What the task requires - Could you set down the lines below, from the one containing "Is there any wooden" through the final line, exactly as written?

Data to use -
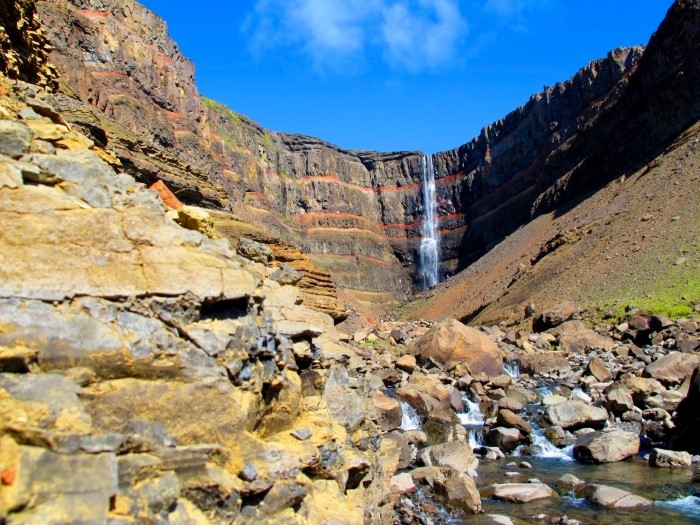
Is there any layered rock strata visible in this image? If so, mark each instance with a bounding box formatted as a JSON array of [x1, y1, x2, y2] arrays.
[[0, 80, 387, 523], [31, 1, 700, 311]]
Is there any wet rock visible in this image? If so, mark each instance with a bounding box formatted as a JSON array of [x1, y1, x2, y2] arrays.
[[486, 427, 522, 453], [411, 319, 503, 376], [396, 373, 455, 423], [644, 352, 700, 385], [421, 441, 479, 477], [372, 390, 403, 431], [573, 429, 639, 464], [481, 483, 559, 503], [434, 474, 482, 513], [498, 397, 524, 412], [555, 473, 585, 493], [496, 409, 532, 434], [576, 484, 652, 509], [649, 448, 692, 468], [546, 400, 608, 430]]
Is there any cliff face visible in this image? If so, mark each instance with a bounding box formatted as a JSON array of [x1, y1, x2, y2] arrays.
[[35, 0, 700, 307], [0, 0, 58, 89]]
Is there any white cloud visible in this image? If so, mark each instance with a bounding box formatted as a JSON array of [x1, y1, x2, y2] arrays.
[[245, 0, 467, 73], [382, 0, 467, 71], [483, 0, 551, 30]]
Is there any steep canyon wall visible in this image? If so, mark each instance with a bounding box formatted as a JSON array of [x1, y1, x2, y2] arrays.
[[35, 0, 700, 304]]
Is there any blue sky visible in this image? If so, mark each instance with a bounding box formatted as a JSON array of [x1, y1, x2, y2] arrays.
[[140, 0, 670, 154]]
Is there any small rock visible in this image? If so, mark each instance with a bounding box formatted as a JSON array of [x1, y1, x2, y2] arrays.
[[390, 472, 416, 494], [395, 354, 417, 373], [239, 464, 258, 482], [290, 428, 313, 441]]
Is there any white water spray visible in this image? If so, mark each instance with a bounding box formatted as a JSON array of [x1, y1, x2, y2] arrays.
[[400, 400, 421, 431], [419, 155, 439, 290], [458, 394, 485, 426]]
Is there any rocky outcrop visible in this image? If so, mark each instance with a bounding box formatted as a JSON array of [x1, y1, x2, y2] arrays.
[[0, 79, 387, 524], [0, 0, 58, 89]]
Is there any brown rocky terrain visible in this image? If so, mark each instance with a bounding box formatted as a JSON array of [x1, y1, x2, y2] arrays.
[[31, 0, 699, 316], [2, 0, 700, 523]]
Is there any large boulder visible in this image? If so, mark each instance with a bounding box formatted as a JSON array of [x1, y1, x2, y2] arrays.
[[668, 366, 700, 454], [644, 352, 700, 385], [576, 484, 652, 509], [560, 330, 615, 354], [486, 427, 523, 453], [546, 401, 608, 430], [496, 409, 532, 435], [395, 373, 455, 423], [573, 429, 639, 464], [434, 474, 482, 513], [421, 441, 479, 477], [481, 483, 558, 504], [532, 302, 579, 332], [410, 319, 503, 376], [371, 390, 403, 432], [649, 448, 692, 468]]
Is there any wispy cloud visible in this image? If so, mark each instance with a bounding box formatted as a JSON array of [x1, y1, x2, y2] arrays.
[[483, 0, 551, 30], [382, 0, 467, 71], [245, 0, 467, 73]]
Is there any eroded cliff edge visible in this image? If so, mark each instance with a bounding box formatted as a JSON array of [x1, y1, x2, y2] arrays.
[[35, 0, 700, 311]]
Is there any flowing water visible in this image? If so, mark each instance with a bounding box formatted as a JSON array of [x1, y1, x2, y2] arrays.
[[400, 400, 421, 431], [419, 154, 439, 290], [503, 362, 520, 378], [448, 391, 700, 525]]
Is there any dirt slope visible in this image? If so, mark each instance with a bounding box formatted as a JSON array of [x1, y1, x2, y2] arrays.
[[401, 122, 700, 326]]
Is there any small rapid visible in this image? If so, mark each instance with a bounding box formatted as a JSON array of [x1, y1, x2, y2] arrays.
[[400, 400, 421, 431]]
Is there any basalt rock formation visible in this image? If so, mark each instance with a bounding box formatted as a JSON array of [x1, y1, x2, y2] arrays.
[[32, 0, 700, 313]]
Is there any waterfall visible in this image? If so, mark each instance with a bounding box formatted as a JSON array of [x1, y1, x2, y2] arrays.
[[399, 400, 421, 431], [419, 154, 439, 290]]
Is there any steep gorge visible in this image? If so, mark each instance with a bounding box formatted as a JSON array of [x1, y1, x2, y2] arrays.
[[35, 0, 700, 313]]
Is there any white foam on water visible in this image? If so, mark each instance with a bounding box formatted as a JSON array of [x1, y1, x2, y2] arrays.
[[528, 427, 575, 461], [458, 394, 485, 426], [656, 496, 700, 519], [468, 429, 484, 448], [400, 400, 421, 431], [504, 362, 520, 378]]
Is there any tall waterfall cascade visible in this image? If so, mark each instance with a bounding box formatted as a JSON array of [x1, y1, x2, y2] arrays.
[[419, 154, 440, 290]]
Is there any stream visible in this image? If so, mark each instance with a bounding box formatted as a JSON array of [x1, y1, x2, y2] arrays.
[[404, 384, 700, 524]]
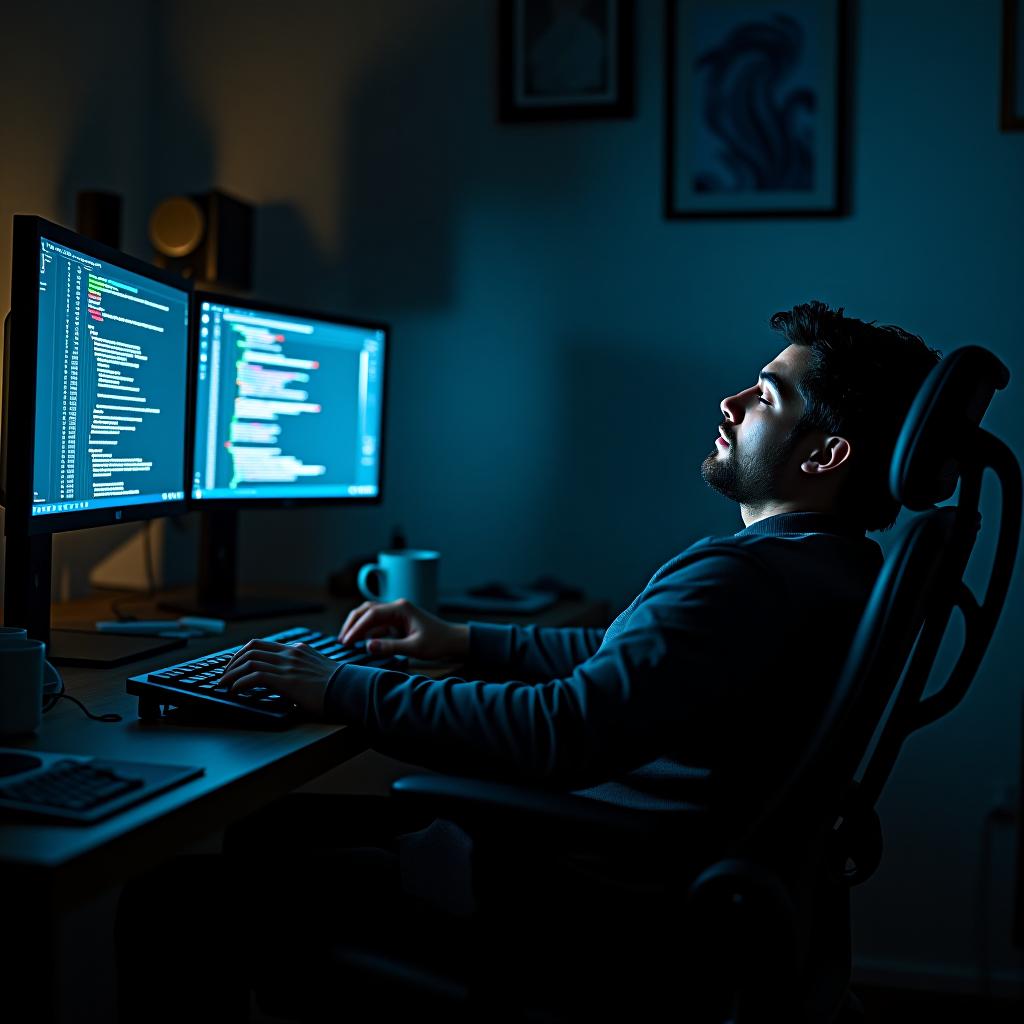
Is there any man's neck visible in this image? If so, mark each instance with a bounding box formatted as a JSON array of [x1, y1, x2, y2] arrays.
[[739, 499, 837, 527]]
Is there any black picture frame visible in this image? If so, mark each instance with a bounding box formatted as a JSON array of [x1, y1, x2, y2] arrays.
[[498, 0, 635, 122], [1002, 0, 1024, 130], [665, 0, 850, 219]]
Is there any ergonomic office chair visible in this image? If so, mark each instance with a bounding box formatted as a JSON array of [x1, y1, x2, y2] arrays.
[[318, 346, 1020, 1023]]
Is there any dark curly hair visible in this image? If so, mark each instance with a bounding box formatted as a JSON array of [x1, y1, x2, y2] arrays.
[[770, 301, 942, 531]]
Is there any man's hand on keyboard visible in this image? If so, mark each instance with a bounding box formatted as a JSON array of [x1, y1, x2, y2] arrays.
[[220, 640, 337, 715], [339, 598, 469, 662]]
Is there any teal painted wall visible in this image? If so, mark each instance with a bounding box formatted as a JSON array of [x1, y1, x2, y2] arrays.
[[0, 0, 1021, 991], [152, 0, 1024, 989]]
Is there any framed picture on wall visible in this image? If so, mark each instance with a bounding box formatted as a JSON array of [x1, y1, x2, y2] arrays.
[[665, 0, 849, 218], [498, 0, 635, 122], [1002, 0, 1024, 129]]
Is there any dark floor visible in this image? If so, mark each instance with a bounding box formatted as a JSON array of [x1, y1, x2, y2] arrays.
[[853, 984, 1024, 1023], [247, 986, 1024, 1024]]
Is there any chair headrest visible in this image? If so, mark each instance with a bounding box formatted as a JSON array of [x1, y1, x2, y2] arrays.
[[890, 346, 1009, 510]]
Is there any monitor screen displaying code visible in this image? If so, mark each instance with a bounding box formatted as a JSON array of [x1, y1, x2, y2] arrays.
[[31, 238, 189, 517], [191, 300, 385, 501]]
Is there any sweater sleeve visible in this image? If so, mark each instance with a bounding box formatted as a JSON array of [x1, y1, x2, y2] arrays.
[[466, 622, 606, 680], [323, 549, 771, 789]]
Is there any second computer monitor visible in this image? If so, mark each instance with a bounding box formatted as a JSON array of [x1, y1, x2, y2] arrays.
[[190, 294, 387, 504]]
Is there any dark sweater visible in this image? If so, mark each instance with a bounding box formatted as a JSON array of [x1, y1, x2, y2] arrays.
[[324, 513, 883, 808]]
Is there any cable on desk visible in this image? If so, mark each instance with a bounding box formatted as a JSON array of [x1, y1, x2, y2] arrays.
[[51, 693, 122, 723], [43, 666, 122, 723]]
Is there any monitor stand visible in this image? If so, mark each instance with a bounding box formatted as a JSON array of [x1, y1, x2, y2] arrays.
[[3, 534, 185, 667], [157, 508, 325, 622]]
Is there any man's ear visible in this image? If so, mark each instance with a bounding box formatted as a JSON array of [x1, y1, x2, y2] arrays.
[[800, 436, 851, 475]]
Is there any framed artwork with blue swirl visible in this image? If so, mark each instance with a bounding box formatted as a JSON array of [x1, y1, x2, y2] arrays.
[[665, 0, 849, 218]]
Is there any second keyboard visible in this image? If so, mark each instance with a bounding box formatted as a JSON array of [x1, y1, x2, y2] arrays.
[[126, 625, 407, 727]]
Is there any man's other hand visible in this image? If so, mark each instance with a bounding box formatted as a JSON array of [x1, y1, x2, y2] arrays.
[[339, 598, 469, 662]]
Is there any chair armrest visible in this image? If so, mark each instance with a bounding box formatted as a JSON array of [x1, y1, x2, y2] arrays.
[[391, 773, 711, 856]]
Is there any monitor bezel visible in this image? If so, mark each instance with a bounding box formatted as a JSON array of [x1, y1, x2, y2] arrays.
[[187, 289, 389, 510], [2, 216, 194, 537]]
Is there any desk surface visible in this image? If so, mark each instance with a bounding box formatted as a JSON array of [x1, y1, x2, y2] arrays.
[[1, 590, 608, 909]]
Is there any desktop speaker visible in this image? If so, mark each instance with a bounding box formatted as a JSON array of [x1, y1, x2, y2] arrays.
[[75, 191, 122, 249], [149, 189, 253, 290]]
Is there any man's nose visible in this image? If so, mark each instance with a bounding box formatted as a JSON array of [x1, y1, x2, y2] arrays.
[[720, 392, 743, 423]]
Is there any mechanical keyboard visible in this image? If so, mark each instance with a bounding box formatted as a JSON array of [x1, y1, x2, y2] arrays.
[[0, 748, 203, 825], [126, 625, 407, 728]]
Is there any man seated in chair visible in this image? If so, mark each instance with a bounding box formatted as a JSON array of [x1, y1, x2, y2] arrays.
[[117, 301, 940, 1022], [220, 300, 940, 800]]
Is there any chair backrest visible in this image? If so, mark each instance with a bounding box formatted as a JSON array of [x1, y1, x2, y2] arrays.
[[738, 346, 1021, 878]]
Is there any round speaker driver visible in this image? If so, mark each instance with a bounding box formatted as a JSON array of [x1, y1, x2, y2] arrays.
[[149, 196, 205, 257]]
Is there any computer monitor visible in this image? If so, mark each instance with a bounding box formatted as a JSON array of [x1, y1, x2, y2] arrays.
[[160, 291, 389, 620], [1, 216, 192, 664]]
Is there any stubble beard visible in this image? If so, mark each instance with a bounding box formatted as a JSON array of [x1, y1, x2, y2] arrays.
[[700, 432, 798, 507]]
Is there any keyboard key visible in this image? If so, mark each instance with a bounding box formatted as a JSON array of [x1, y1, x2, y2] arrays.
[[307, 637, 339, 651], [330, 647, 373, 664]]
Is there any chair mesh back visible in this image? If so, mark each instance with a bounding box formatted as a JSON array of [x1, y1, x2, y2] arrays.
[[741, 345, 1017, 861], [891, 346, 1009, 509]]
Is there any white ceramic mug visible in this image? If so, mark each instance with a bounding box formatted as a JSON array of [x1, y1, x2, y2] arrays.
[[357, 549, 440, 613], [0, 630, 59, 736]]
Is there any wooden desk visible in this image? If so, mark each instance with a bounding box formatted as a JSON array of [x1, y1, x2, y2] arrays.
[[3, 591, 608, 902], [0, 590, 608, 1021], [3, 600, 357, 910]]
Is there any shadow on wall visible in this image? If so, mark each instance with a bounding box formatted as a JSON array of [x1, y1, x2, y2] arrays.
[[535, 338, 729, 611], [145, 9, 217, 215], [253, 2, 484, 315], [55, 19, 152, 257], [233, 3, 497, 584], [43, 31, 218, 602], [340, 13, 464, 314], [254, 1, 599, 315]]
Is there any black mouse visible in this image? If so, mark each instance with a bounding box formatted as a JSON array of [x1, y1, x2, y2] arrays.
[[467, 583, 518, 600], [0, 751, 43, 777]]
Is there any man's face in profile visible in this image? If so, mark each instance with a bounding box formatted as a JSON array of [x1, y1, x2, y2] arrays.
[[701, 345, 810, 506]]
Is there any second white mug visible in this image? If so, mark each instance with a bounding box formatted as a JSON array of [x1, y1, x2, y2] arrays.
[[0, 633, 56, 737]]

Task response -
Is there any wooden desk visible in this image? If so, mark each instance with a bounding box formatted as a JSON array of [x1, y1, x2, y2] arrays.
[[3, 591, 608, 902], [0, 590, 608, 1021], [3, 600, 357, 910]]
Is there any shadow on wall visible in this image? If so, mark each instance with a bounding box formatted as a JSON array of [x1, y1, x2, y2] arrays.
[[535, 338, 729, 611], [145, 9, 217, 215], [253, 2, 484, 315], [55, 19, 152, 257], [233, 3, 497, 584], [43, 31, 218, 602], [340, 13, 464, 314], [254, 1, 599, 315]]
Is there any black mouse visible in this image? If so, mark each instance with a bounding box formatted as a JSON array of [x1, y1, x2, y2] arrays.
[[467, 583, 518, 600], [0, 751, 43, 777]]
Is there any man's face in profile visible in this image? If so, mark each instance with a bounding box formatted as a JSON array of [x1, y1, x2, y2] arrays.
[[701, 345, 810, 506]]
Is there any second white mug visible in this image? If so, mark each instance with a bounding box formatted as a JSON array of [x1, y1, x2, y2] arrays.
[[0, 633, 56, 737]]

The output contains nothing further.